§ Requests
[a] Summarize the passage on Christian Satellite Network International in two sentences.
[b] Retype the stretch of the passage on Christian Satellite Network International from "Christian Satellite Network" through "operates non-profit stations.".
[c] Extend the passage on Christian Satellite Network International, picking up after its final sentence.

Christian Satellite Network (CSN) International is a Christian radio network based in Twin Falls, Idaho. KAWZ, 89.9 MHz, in Twin Falls is the uplink station, feeding 337 broadcast translators nationwide and 42 full-power radio stations across the United States, including Alaska and the Hawaiian Islands. CSN is a non-profit organization and operates non-profit stations.

History
KAWZ began broadcasting on April 3, 1988 (Easter Sunday), with Pastor Mike Kestler as its founder. The network was launched on April 26, 1995, broadcasting Christian radio over satellite from KAWZ in Twin Falls. The first satellite-fed translator to begin receiving the network from KAWZ was in Yucca Valley, California, and within six months the network had dozens of translators. It was originally known as the Calvary Satellite Network.

By 1999, the network had grown to include 153 stations and translators, and by 2004 it had grown to approximately 400 stations and translators across the United States.

In 2007, an agreement was reached between the Twin Falls, Idaho based network and parties associated with Calvary Chapel Costa Mesa where the Twin Falls, Idaho based network kept 424 of the network's 457 stations and translators, but could no longer use Calvary Chapel branding. Most of the stations received by the parties associated with Calvary Chapel Costa Mesa were sold to the Calvary Radio Network the following year.

§ Information provided
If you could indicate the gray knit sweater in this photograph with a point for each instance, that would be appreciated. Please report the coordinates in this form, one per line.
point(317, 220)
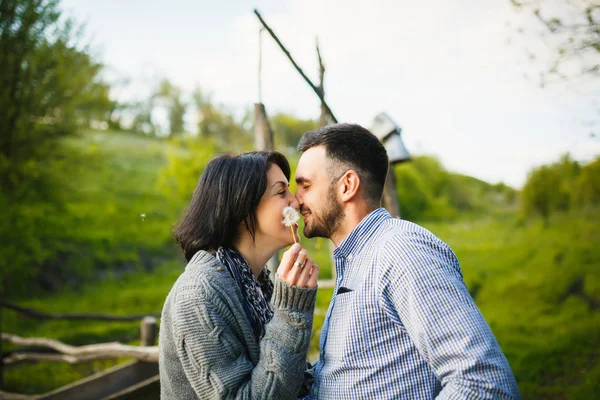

§ Answers provided
[a] Christian Satellite Network (CSN) International is a non-profit Christian radio network based in Twin Falls, Idaho, whose uplink station KAWZ feeds 337 translators and 42 full-power stations across the United States. Launched in 1995 as the Calvary Satellite Network, it grew to about 400 stations and translators by 2004, and a 2007 agreement with parties associated with Calvary Chapel Costa Mesa let it keep 424 of its 457 stations and translators but ended its use of Calvary Chapel branding.

[b]
Christian Satellite Network (CSN) International is a Christian radio network based in Twin Falls, Idaho. KAWZ, 89.9 MHz, in Twin Falls is the uplink station, feeding 337 broadcast translators nationwide and 42 full-power radio stations across the United States, including Alaska and the Hawaiian Islands. CSN is a non-profit organization and operates non-profit stations.

[c]
Board members 
Board members of the Christian Satellite Network (CSN) and its parent company, Christian Broadcasting of Idaho, are Pastor Mike Kestler and Ariel Kestler. Mike Kestler is pastor of The River Christian Fellowship, a nondenominational church in Twin Falls.

Programming 
CSN International airs a variety of Christian talk and teaching programs, such as: A New Beginning with Greg Laurie, Jay Sekulow Live, Family Talk with James Dobson, Love Worth Finding with Adrian Rogers, Thru the Bible with Dr. J. Vernon McGee, Truth For Life with Alistair Begg, and Turning Point with David Jeremiah. CSN International also airs a variety of Christian contemporary music.

Stations
CSN international is heard on 42 radio stations in the United States.

Notes:

Translators
CSN International is relayed by many additional translators nationwide.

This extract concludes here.